PROBLEM: Reproduce the lines below without changes, starting with the very first line and stopping after the line that contains "point(364, 403)", including that line.

DATA EXCERPTS:
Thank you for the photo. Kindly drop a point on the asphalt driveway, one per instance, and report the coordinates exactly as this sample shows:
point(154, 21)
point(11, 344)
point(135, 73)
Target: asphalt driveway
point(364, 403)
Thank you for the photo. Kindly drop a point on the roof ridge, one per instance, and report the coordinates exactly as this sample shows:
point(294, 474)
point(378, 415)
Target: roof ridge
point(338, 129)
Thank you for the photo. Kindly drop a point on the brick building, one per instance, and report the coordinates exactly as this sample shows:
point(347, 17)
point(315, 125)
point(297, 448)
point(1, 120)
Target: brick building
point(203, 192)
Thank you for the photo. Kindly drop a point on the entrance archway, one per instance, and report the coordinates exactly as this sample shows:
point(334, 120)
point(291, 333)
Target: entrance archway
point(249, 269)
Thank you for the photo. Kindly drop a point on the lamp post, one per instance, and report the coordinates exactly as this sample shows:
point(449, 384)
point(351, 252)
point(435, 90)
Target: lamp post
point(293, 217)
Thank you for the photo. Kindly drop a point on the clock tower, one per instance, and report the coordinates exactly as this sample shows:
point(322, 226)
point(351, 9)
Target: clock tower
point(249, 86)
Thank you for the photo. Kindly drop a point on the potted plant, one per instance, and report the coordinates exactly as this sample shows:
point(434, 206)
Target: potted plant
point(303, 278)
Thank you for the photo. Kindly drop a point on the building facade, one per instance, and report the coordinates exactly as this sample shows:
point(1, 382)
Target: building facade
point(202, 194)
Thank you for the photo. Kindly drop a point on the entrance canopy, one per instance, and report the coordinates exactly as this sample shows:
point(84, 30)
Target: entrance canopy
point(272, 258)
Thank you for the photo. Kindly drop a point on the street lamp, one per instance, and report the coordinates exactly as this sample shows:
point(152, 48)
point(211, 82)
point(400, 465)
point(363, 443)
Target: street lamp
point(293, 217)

FINISHED ANSWER:
Thank you for the photo. Kindly drop a point on the asphalt driveway, one per instance, and report the coordinates exactly as this sample shows:
point(154, 21)
point(11, 344)
point(135, 73)
Target: asphalt driveway
point(364, 403)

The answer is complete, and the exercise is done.